» **RECORDS SUPPLIED**:
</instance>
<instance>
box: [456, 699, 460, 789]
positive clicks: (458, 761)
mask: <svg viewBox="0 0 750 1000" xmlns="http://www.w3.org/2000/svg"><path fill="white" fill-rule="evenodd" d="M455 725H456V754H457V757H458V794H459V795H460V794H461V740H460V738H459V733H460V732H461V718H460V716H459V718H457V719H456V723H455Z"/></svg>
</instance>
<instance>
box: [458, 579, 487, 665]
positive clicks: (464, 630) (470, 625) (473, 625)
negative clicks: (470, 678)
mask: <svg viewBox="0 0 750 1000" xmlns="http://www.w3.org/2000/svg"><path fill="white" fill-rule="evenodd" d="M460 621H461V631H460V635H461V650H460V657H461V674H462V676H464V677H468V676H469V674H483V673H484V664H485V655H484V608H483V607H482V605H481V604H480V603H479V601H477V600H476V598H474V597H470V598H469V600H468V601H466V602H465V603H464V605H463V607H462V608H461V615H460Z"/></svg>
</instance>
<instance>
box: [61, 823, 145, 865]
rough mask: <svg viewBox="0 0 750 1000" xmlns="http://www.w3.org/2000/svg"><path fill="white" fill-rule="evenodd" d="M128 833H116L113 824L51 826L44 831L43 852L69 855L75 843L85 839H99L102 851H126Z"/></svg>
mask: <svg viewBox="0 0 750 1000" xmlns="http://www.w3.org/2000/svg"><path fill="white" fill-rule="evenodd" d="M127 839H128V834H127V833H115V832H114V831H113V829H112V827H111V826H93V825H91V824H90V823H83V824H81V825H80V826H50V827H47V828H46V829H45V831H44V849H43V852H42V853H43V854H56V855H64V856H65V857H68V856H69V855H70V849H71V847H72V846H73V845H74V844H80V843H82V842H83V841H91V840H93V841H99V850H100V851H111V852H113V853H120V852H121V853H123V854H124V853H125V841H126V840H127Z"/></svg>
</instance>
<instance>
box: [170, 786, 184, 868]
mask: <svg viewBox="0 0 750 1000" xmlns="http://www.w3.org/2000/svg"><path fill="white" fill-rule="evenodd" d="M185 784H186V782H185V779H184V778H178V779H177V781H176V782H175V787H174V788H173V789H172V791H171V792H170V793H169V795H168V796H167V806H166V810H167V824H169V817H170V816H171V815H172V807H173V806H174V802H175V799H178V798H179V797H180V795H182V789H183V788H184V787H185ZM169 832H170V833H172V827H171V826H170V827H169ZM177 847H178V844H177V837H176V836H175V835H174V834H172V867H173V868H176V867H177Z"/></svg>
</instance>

» **REQUIRED ACTION**: Please quote the whole listing above verbatim, reproducing every line in its original order without changing a character.

» **ANSWER BOX**:
</instance>
<instance>
box: [456, 699, 460, 789]
positive clicks: (458, 761)
mask: <svg viewBox="0 0 750 1000" xmlns="http://www.w3.org/2000/svg"><path fill="white" fill-rule="evenodd" d="M455 725H456V754H457V757H458V794H459V795H460V794H461V740H460V738H459V733H460V732H461V718H460V716H459V718H457V719H456V723H455Z"/></svg>
</instance>
<instance>
box: [458, 579, 487, 665]
positive clicks: (464, 630) (470, 625) (473, 625)
negative clicks: (470, 678)
mask: <svg viewBox="0 0 750 1000" xmlns="http://www.w3.org/2000/svg"><path fill="white" fill-rule="evenodd" d="M460 621H461V631H460V635H461V650H460V657H461V674H462V676H464V677H468V676H469V674H483V673H484V664H485V655H484V608H483V607H482V605H481V604H480V603H479V601H477V600H476V598H474V597H470V598H469V600H468V601H466V602H465V603H464V605H463V607H462V608H461V615H460Z"/></svg>
</instance>
<instance>
box: [61, 823, 145, 865]
rough mask: <svg viewBox="0 0 750 1000" xmlns="http://www.w3.org/2000/svg"><path fill="white" fill-rule="evenodd" d="M128 833H116L113 824L51 826L44 831L43 852L69 855L75 843L85 839H99L102 851H126Z"/></svg>
mask: <svg viewBox="0 0 750 1000" xmlns="http://www.w3.org/2000/svg"><path fill="white" fill-rule="evenodd" d="M127 839H128V834H127V833H115V832H114V831H113V829H112V827H111V826H93V825H91V824H90V823H83V824H81V825H80V826H50V827H47V828H46V829H45V831H44V849H43V852H42V853H43V854H56V855H64V856H65V857H68V856H69V855H70V849H71V847H72V846H73V845H74V844H80V843H82V842H83V841H91V840H93V841H99V850H100V851H111V852H113V853H120V852H121V853H123V854H124V853H125V841H126V840H127Z"/></svg>
</instance>
<instance>
box: [170, 786, 184, 868]
mask: <svg viewBox="0 0 750 1000" xmlns="http://www.w3.org/2000/svg"><path fill="white" fill-rule="evenodd" d="M185 784H186V782H185V779H184V778H178V779H177V781H176V782H175V787H174V788H173V789H172V791H171V792H170V793H169V795H168V796H167V806H166V810H167V824H169V817H170V816H171V815H172V807H173V806H174V802H175V799H178V798H179V797H180V795H182V789H183V788H184V787H185ZM169 832H170V833H172V827H171V826H170V827H169ZM177 847H178V844H177V837H176V836H175V835H174V834H172V867H173V868H176V867H177Z"/></svg>
</instance>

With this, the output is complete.